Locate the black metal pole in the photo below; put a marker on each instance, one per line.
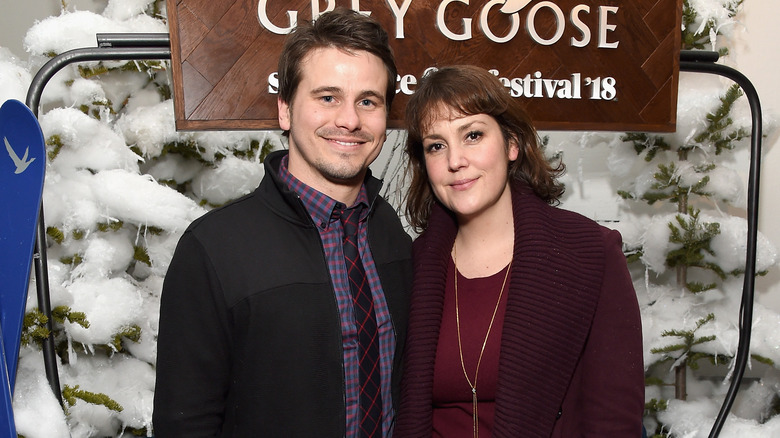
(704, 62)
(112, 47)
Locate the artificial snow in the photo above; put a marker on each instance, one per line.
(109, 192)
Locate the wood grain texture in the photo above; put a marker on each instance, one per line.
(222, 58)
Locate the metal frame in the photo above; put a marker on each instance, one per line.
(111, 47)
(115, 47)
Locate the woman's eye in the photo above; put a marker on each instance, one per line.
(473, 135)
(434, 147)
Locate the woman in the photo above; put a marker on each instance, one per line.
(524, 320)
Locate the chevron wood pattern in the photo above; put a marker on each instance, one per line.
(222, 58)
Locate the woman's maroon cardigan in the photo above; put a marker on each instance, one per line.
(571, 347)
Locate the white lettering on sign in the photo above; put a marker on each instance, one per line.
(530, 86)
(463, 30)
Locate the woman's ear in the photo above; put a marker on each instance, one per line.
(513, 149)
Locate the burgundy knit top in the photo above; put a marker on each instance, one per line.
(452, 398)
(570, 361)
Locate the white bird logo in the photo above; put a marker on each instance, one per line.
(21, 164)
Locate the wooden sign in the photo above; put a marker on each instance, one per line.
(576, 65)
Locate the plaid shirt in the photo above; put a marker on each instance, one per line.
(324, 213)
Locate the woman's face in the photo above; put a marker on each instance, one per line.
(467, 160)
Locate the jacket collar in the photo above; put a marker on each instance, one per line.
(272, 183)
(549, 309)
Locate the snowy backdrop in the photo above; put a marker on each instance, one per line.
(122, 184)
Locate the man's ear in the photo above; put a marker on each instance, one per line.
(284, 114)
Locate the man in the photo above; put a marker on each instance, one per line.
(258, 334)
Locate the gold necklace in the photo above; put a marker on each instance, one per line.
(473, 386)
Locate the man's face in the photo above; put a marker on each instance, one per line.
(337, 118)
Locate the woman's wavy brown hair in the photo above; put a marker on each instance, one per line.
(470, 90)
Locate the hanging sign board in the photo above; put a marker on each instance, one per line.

----

INSTRUCTION: Reproduce the data above in full, exactly as it is, with the pictures left out.

ANSWER TO THE PROBLEM:
Locate the black metal pole in the photo below; put a marker on each instance, one per line.
(704, 62)
(112, 47)
Locate the artificial snow in the photo above; put a marker on each instance, one per line.
(109, 192)
Locate the wood grain texture in the photo above; put a marker on each instance, one per line.
(222, 58)
Locate the metal frame in the photo above; put a marker on each instance, one per line.
(111, 47)
(115, 47)
Locate the woman's eye in the photo above; put a marker on each instance, one per line.
(473, 135)
(434, 147)
Locate the woman in the photo above; put a marker on each instance, one per line.
(524, 320)
Locate the chevron wood pattern in the photo above; put a marker on each instance, one per line.
(222, 58)
Locate the woman's maroon cardigan in the photo above; put a marker on each instance, one per line.
(571, 347)
Locate the white lettering on sign in the photo above; put a marker on each instance, one per line.
(530, 86)
(463, 30)
Locate the woman's ear in the photo above; put a marker on each instance, one per line.
(513, 149)
Locate the burgundy knit top in the photo above; put a marker on each instance, one per line.
(452, 398)
(570, 361)
Locate the white bird logo in the photo above; put a marker on each instance, one per line.
(21, 164)
Locate the wooden sign in the photo above; put a marker on each instance, one per line.
(576, 65)
Locate the plaid shirt in the photo above; put a marker on each instance, one per line.
(324, 213)
Locate the woman's face in the photo above; put a marker on each instance, one per line.
(467, 160)
Locate the jacket collar in the photo above; put a marker on each instance, one per line.
(272, 183)
(549, 309)
Locate the snowy backdrop in the photo above; put a marker on each instance, one per line.
(122, 184)
Locate the man's ear in the photo above; put a marker on each instance, one per line.
(284, 114)
Locate the man in the photo above; put a marker on each instance, one per line.
(258, 334)
Locate the gold necklace in the photo above; put a marker on each instance, one per line.
(473, 386)
Locate the man's face in the photo above; put a marker on each instance, one per line.
(337, 118)
Locate the woman's wavy brown hair in the photo above; put a marker on each instance, one per line.
(470, 90)
Locate the hanging sign board in the photo above; put a marker on each instance, one per line.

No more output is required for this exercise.